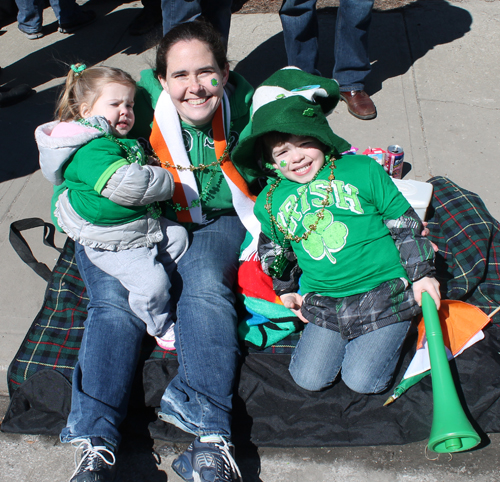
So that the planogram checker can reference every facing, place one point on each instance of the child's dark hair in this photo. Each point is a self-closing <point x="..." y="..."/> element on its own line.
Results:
<point x="272" y="139"/>
<point x="84" y="86"/>
<point x="196" y="30"/>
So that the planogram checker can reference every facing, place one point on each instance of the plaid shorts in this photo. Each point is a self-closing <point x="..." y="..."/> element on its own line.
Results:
<point x="352" y="316"/>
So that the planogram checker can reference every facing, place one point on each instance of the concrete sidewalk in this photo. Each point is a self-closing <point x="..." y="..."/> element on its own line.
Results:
<point x="435" y="85"/>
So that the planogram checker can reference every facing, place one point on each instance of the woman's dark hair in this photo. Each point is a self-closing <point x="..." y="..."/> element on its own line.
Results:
<point x="198" y="29"/>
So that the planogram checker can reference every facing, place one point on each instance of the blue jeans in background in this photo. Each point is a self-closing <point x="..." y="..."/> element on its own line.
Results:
<point x="107" y="360"/>
<point x="30" y="15"/>
<point x="199" y="399"/>
<point x="367" y="363"/>
<point x="300" y="30"/>
<point x="218" y="13"/>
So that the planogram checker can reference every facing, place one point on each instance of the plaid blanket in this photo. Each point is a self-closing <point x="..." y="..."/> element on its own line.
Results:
<point x="468" y="238"/>
<point x="468" y="268"/>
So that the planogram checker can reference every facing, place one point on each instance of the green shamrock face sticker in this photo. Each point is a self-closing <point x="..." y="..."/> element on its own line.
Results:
<point x="329" y="236"/>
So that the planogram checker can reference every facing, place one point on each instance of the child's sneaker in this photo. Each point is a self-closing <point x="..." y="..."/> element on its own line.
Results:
<point x="211" y="460"/>
<point x="167" y="341"/>
<point x="97" y="462"/>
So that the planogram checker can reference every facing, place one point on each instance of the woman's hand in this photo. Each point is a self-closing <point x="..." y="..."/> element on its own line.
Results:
<point x="293" y="301"/>
<point x="431" y="285"/>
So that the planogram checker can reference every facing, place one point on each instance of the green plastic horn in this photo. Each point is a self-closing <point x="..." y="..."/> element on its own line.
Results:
<point x="451" y="430"/>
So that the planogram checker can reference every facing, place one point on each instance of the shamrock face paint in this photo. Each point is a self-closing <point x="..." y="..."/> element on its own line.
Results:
<point x="299" y="158"/>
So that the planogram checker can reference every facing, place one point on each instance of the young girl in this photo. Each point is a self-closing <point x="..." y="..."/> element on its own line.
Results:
<point x="339" y="224"/>
<point x="108" y="200"/>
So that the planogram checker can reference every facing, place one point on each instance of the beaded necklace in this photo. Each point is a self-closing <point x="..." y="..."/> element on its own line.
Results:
<point x="176" y="206"/>
<point x="134" y="155"/>
<point x="278" y="265"/>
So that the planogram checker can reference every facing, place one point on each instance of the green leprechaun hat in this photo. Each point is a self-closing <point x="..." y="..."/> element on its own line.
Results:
<point x="291" y="101"/>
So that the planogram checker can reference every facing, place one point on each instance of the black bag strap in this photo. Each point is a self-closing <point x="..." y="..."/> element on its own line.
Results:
<point x="22" y="248"/>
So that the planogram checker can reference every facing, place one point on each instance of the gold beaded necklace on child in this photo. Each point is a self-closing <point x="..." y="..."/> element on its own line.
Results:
<point x="278" y="265"/>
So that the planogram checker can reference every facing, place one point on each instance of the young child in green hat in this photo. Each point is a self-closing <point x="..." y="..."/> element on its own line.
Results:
<point x="340" y="225"/>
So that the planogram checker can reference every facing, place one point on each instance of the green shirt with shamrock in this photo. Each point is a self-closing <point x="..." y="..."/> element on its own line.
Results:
<point x="351" y="251"/>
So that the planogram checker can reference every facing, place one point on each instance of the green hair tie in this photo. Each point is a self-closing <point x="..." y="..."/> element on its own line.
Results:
<point x="78" y="70"/>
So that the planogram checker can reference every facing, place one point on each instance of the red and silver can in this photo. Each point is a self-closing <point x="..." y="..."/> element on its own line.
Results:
<point x="393" y="161"/>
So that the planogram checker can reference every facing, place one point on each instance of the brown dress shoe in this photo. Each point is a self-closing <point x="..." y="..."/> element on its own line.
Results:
<point x="359" y="104"/>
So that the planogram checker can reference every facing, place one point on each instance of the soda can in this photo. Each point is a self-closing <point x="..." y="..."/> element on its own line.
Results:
<point x="393" y="161"/>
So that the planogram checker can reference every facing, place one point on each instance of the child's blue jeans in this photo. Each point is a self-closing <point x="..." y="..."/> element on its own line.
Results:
<point x="367" y="363"/>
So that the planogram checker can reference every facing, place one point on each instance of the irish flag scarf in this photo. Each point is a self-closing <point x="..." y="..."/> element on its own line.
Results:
<point x="166" y="139"/>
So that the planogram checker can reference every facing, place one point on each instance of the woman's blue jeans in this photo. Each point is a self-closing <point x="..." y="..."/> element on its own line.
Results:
<point x="199" y="398"/>
<point x="30" y="15"/>
<point x="300" y="30"/>
<point x="108" y="357"/>
<point x="366" y="363"/>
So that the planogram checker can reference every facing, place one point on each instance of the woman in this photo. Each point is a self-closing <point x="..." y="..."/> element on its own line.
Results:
<point x="199" y="108"/>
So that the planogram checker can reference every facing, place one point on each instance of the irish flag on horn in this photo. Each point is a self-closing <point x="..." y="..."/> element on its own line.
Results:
<point x="461" y="324"/>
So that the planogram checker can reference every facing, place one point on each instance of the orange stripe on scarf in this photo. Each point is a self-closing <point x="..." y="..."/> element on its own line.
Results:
<point x="227" y="167"/>
<point x="161" y="149"/>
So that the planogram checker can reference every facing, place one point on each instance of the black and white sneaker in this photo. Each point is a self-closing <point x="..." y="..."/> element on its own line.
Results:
<point x="97" y="461"/>
<point x="211" y="460"/>
<point x="79" y="20"/>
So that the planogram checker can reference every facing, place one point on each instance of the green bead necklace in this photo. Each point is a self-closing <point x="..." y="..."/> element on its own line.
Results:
<point x="278" y="265"/>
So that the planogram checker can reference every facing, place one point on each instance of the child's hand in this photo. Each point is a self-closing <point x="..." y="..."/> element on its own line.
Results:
<point x="426" y="233"/>
<point x="293" y="301"/>
<point x="431" y="285"/>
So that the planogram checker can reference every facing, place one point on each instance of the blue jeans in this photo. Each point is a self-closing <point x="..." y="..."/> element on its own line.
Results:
<point x="30" y="15"/>
<point x="107" y="360"/>
<point x="218" y="13"/>
<point x="199" y="399"/>
<point x="367" y="363"/>
<point x="300" y="30"/>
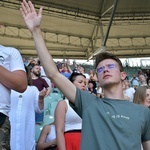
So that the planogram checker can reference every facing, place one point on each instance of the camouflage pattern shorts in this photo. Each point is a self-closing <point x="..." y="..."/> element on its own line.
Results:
<point x="5" y="135"/>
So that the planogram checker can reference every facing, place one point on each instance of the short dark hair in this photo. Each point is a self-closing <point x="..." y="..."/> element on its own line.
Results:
<point x="74" y="75"/>
<point x="107" y="55"/>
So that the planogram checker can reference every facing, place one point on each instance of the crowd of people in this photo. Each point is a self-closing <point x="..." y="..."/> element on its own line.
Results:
<point x="101" y="110"/>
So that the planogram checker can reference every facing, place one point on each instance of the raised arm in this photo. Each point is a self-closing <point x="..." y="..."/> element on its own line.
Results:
<point x="32" y="20"/>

* * *

GIVEN PROBLEM | Please copy word for word the lines from the one containing "of the crowd" through the end of the items, including both ends.

REPLY |
So that the planogram checker can reference every facing, place one point on each instance of the crowd of people in this photo. Each point is a self-closing <point x="..." y="..."/> element on its own line.
Results:
<point x="101" y="110"/>
So that the planogram checker can reference every facing, place one point on each instance of the raised arm in this photo. Each point is a self-closing <point x="..." y="..."/> element on its own line.
Results:
<point x="32" y="20"/>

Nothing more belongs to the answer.